→ DOCUMENT EXCERPT:
+++++

Culpeper and Eastern View will become the first public schools in the Fredericksburg area to resume athletic workouts following three months of forced inactivity due to the COVID-19 pandemic.
In separate statements posted on each school’s respective athletics websites Thursday evening, it was announced that out-of-season workouts for all sports teams could officially begin starting Monday, June 29.
The Virginia High School League’s Executive Committee voted 27-7-1 on June 10 to reinstate offseason workouts effective June 15, but it came with a caveat: all schools would be required to submit a plan to the Virginia Department of Education outlining their strategies for mitigating the spread of COVID-19 before any activity could resume.
Eastern View athletic director Mark Settle said Culpeper County Public Schools submitted its plan to the VDOE last week in accordance with Centers for Disease Control and Virginia Department of Health recommendations, leading to the green light for the workouts.
Settle owed the expediency of the plan’s formation to the ability of school division officials to come together for the sake of their student-athletes’ safety and well-being.
”Danny [Culpeper AD Daniel Nobbs] and I met with the administration at the [CCPS] central office and told them what we wanted,” Settle said. “We wanted them to have an idea of how we felt things should look once the kids get back out there.”
Dr. Russell Houck, CCPS executive director of student services, took the lead in the process, and things moved quickly from there.
”After listening to us, talking to local health officials and factoring in other guidelines that we were already following as a school division, Dr. Houck and a small group at the office crafted the plan for the kids’ return to play,” Settle said.

+++++

List each person the athletic workouts article names, with the role it gives for each.

+++++

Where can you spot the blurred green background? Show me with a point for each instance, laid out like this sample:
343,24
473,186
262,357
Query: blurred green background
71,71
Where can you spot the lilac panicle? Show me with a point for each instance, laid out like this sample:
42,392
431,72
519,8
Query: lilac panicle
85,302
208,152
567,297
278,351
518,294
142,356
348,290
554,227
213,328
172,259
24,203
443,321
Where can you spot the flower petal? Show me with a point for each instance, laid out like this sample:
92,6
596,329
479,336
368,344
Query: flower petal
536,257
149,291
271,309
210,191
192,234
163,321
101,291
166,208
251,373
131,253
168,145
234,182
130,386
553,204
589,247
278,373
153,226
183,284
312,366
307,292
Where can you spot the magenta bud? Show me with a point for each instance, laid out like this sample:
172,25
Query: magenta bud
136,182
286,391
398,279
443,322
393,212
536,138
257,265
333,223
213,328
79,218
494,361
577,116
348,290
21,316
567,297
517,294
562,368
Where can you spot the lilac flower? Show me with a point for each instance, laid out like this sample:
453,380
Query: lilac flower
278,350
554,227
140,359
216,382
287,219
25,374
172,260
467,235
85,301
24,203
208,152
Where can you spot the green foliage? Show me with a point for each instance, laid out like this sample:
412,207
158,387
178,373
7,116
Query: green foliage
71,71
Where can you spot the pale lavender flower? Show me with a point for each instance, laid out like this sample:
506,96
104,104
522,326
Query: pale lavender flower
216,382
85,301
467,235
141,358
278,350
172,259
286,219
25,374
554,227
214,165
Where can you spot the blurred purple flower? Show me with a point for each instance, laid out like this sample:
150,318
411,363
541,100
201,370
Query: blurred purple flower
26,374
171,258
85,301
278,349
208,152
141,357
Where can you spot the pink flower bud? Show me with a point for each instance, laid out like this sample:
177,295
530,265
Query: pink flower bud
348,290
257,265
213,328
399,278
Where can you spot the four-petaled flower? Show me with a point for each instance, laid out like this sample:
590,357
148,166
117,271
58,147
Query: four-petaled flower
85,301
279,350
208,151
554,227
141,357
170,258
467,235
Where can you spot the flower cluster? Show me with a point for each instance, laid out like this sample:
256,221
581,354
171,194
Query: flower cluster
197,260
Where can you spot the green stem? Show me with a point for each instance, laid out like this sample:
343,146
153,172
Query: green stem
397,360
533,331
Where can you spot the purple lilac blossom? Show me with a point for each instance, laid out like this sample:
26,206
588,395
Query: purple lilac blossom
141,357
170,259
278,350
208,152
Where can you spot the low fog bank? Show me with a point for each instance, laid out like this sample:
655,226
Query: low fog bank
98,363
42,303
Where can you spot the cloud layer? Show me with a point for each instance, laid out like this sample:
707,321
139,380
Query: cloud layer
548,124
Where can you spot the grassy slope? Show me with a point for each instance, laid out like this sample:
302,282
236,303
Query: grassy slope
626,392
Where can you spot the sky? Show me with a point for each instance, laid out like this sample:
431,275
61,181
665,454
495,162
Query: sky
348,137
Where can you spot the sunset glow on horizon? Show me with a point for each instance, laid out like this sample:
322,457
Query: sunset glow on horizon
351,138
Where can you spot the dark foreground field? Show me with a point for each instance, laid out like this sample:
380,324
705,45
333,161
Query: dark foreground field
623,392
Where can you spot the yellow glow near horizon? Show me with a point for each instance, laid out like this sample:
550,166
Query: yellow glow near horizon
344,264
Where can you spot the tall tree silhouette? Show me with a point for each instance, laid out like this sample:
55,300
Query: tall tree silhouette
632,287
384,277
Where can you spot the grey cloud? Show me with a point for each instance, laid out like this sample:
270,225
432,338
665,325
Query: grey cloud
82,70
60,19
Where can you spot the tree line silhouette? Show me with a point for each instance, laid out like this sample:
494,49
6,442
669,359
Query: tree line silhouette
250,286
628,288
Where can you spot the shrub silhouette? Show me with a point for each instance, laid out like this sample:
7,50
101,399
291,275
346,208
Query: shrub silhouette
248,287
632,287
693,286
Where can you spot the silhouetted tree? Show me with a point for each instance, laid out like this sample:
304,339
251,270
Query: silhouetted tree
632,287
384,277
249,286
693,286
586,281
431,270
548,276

+++++

→ EXERCISE OUTPUT:
- Mark Settle: Eastern View athletic director
- Daniel Nobbs ("Danny"): Culpeper athletic director
- Dr. Russell Houck: CCPS executive director of student services